**What this task involves**
Echo the records below line for line, keeping every character as it stands. Leave the pictures out of your answer.

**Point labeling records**
# # # # # # #

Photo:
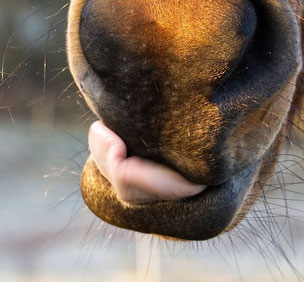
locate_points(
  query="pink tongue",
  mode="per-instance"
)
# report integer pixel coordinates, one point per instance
(136, 180)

# # # # # # #

**The output**
Photo:
locate_points(
  query="pink tongue",
  mode="per-instance"
)
# report integer pixel coordinates, one point per instance
(136, 180)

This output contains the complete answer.